WORK INSTRUCTIONS> Reproduce the listing below verbatim, beginning with the line that contains "Request = tag one keypoint per instance of the wet" and continuing through the last line of the listing.

RECORD EXTRACTS>

— begin —

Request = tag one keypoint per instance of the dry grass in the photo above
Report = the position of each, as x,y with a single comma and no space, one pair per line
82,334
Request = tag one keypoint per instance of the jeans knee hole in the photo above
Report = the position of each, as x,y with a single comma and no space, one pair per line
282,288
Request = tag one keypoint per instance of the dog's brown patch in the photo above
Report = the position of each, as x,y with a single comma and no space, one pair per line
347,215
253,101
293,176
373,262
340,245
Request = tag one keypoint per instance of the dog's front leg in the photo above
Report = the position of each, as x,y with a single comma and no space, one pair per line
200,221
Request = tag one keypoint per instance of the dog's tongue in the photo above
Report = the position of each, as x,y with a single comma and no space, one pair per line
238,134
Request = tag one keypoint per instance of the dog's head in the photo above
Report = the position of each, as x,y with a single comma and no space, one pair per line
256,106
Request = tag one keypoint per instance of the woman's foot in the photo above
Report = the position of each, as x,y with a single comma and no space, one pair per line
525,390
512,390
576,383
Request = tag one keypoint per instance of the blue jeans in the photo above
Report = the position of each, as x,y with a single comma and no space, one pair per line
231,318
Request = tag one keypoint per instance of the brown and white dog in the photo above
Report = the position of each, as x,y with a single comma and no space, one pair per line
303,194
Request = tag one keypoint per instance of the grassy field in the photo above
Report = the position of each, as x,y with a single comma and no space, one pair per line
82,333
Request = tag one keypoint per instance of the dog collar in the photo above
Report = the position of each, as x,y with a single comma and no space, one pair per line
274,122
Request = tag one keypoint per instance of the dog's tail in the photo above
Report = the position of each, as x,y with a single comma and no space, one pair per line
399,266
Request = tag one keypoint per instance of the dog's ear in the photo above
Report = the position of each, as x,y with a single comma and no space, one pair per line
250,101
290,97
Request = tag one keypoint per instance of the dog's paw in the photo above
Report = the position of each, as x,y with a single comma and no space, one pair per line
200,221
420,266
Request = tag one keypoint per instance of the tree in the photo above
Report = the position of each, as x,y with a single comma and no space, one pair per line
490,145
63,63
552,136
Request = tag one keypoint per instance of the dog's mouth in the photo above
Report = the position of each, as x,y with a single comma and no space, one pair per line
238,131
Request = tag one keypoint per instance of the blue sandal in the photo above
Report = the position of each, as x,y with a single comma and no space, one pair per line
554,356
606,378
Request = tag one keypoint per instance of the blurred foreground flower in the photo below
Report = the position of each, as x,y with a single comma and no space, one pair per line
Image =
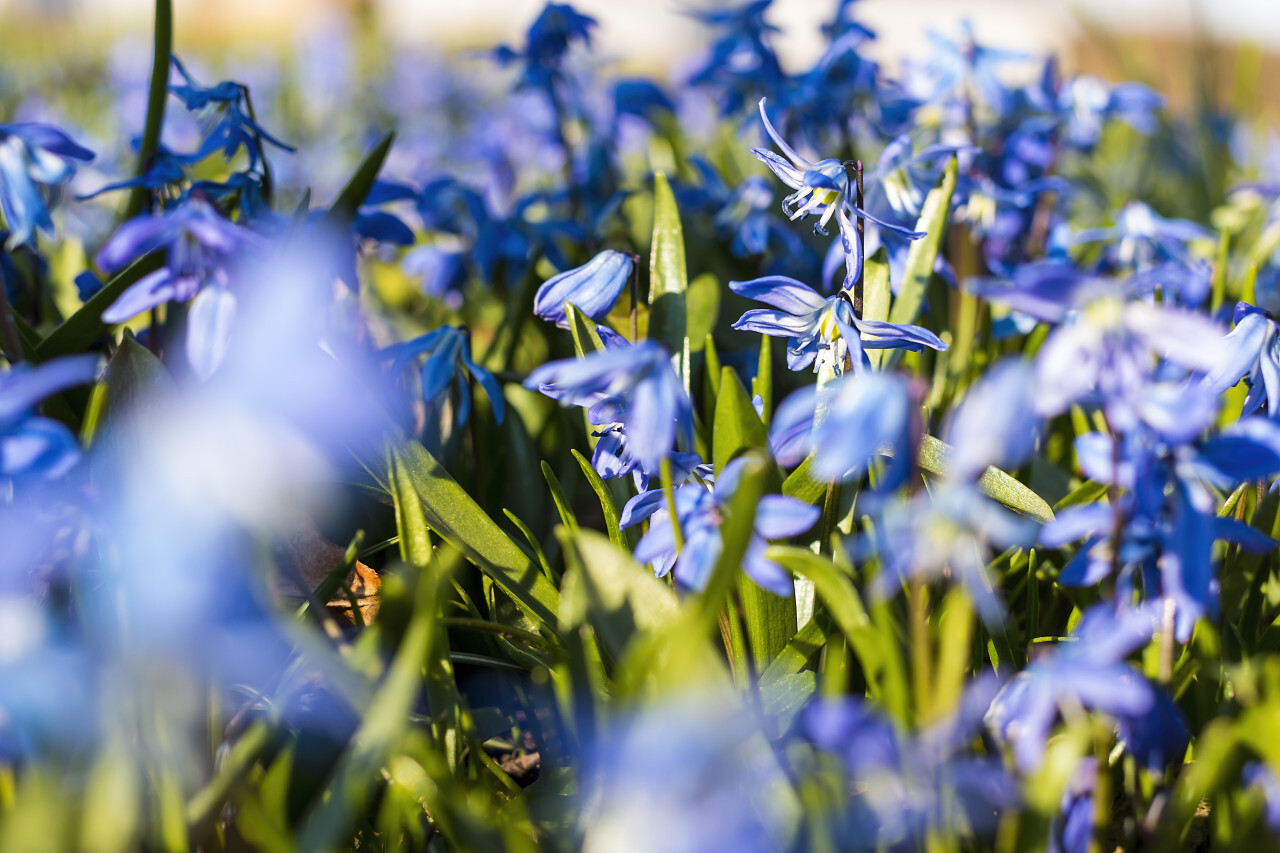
33,159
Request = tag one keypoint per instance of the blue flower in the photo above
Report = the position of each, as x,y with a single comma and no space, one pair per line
1253,354
631,389
593,288
31,445
863,415
32,159
996,423
700,511
822,331
224,110
1169,515
448,361
200,246
548,40
960,68
903,788
1156,250
1086,671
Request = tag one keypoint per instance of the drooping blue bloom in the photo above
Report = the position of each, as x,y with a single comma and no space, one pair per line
167,169
33,159
380,226
903,788
1086,104
963,68
448,364
1106,356
996,423
862,415
225,115
593,288
821,190
548,40
1156,250
1088,671
743,63
823,331
700,511
200,246
1253,354
630,387
31,445
1169,515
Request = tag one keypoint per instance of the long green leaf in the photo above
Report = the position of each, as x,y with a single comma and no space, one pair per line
668,278
878,653
562,506
85,327
384,723
924,251
737,427
415,542
876,295
457,519
158,95
352,195
606,587
607,506
131,375
936,455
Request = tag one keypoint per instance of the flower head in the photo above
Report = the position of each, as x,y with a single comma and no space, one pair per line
448,361
632,388
30,445
593,288
822,331
33,158
700,511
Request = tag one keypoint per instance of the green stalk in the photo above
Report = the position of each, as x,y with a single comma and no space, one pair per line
156,97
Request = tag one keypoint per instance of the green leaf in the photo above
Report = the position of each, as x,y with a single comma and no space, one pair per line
924,251
735,533
562,506
769,621
668,278
876,295
81,329
784,697
158,95
586,340
607,588
762,383
132,375
877,651
803,486
703,305
607,506
936,456
415,541
352,195
1086,492
799,652
737,427
457,519
385,721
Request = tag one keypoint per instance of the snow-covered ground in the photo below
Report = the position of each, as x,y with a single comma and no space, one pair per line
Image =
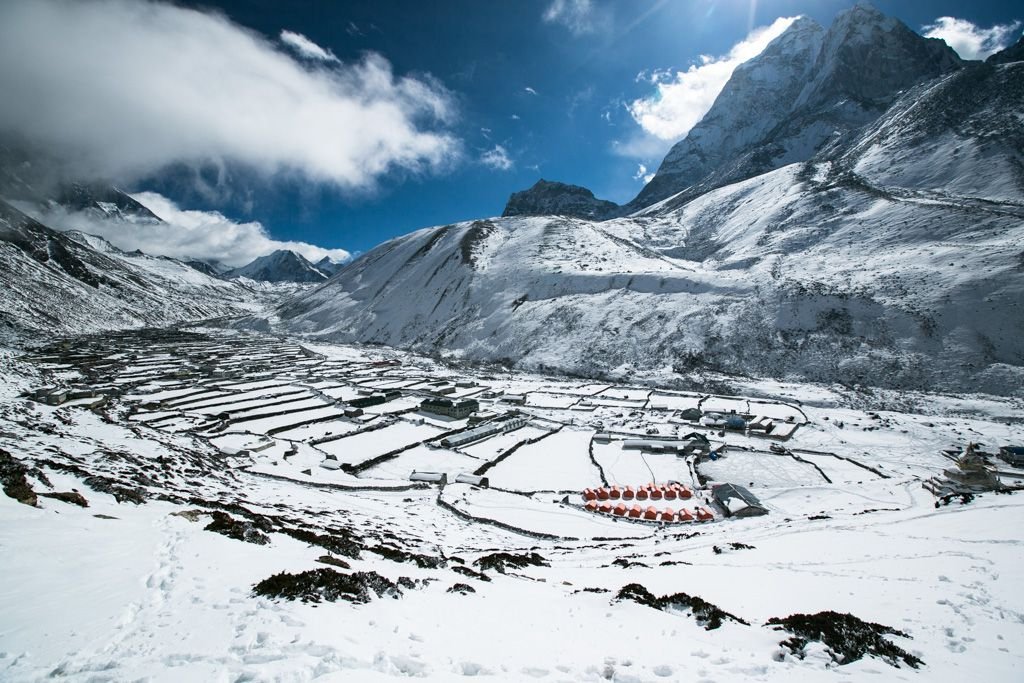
134,587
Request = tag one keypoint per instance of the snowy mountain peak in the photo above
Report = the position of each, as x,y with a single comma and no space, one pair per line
283,265
328,266
757,99
806,88
558,199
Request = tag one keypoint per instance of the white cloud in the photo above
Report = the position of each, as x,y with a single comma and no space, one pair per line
580,16
683,98
642,145
642,174
305,47
498,159
971,41
183,235
126,87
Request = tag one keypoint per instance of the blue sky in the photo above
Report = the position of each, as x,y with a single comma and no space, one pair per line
505,92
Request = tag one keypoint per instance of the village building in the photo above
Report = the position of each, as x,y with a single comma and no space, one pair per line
450,408
429,477
484,430
473,479
737,501
1013,455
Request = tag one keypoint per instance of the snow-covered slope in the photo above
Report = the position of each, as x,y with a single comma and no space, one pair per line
71,282
852,267
281,266
557,199
805,89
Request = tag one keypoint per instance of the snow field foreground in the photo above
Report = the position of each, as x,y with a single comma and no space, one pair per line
151,582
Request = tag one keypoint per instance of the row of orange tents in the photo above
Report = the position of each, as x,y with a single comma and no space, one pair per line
651,513
647,492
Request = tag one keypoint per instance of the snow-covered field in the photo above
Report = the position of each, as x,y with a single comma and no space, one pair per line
140,585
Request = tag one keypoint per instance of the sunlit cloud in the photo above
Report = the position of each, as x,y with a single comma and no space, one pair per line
124,88
579,16
181,233
970,40
305,47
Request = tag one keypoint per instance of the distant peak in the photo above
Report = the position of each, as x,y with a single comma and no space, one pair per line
550,198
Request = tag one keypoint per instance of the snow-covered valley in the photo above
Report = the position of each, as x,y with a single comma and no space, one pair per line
208,470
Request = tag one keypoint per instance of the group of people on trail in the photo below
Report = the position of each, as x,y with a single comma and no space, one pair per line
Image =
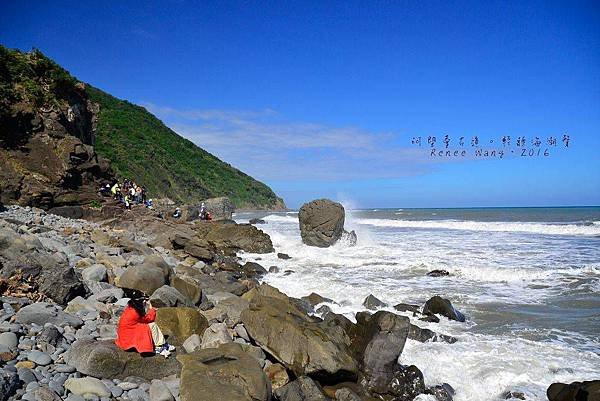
128,193
138,332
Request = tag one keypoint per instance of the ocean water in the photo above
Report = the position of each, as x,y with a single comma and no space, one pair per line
527,279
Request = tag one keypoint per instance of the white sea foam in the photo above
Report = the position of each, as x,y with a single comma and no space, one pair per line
491,264
534,228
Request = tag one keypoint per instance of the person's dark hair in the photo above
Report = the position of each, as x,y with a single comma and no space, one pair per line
138,305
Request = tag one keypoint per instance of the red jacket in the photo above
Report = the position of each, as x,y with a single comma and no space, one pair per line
133,330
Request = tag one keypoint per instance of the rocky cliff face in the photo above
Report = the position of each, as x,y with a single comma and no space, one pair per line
47,133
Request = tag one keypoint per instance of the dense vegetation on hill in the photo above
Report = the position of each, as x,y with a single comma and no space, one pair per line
137,143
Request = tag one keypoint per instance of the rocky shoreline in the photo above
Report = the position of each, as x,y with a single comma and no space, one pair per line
65,283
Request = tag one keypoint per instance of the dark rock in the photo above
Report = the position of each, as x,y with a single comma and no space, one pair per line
443,392
372,303
321,222
25,260
442,306
220,208
378,341
407,308
9,384
302,344
252,269
226,373
513,395
349,238
104,360
576,391
188,287
301,389
345,394
407,383
438,273
50,335
314,299
423,335
180,323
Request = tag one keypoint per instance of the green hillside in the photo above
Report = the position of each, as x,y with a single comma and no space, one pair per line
137,143
140,146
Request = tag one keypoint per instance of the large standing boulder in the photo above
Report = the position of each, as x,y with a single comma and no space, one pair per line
104,360
321,222
298,341
378,341
180,323
226,373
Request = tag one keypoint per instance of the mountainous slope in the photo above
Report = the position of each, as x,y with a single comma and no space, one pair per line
38,95
140,146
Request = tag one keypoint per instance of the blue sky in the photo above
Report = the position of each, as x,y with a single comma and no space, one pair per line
321,99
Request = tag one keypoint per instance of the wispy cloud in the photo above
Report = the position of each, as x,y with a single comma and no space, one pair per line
259,143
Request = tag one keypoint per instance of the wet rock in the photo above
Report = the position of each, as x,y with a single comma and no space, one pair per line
345,394
9,340
302,344
215,335
514,395
423,335
167,296
252,269
95,272
193,343
87,386
438,273
277,375
226,373
160,392
373,303
41,313
303,388
314,299
576,391
379,340
180,323
188,287
442,306
321,222
407,383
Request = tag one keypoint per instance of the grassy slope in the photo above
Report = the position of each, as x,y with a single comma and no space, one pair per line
140,146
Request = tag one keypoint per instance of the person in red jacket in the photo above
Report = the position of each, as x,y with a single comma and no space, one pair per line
137,330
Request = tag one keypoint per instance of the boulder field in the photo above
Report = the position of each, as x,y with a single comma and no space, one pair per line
65,284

— end —

SOLUTION>
Request = tag one keypoint per instance of the wet rock in the photo above
Report = the position of each, as x,y with a single comma and no space, one pair per line
345,394
9,340
302,344
215,335
514,395
423,335
167,296
252,269
95,272
193,343
87,386
438,273
277,375
226,373
160,392
373,303
41,313
303,388
314,299
576,391
379,340
180,323
188,287
442,306
321,222
407,383
Request = tag one keypoint per instance of the grassy slope in the photo above
Report = the position of each, as x,y with a single comma and no space, one pair per line
140,146
Request = tag one keypoint per instance of the person in red jacket in the photo above
Report = the position of each, as x,y with a single comma and no space, one pair per line
137,330
Request = tag one keypoint per instance of the boulder field in the photo above
Report = the position of each, as x,y with a single comma and no space, one pair per line
65,284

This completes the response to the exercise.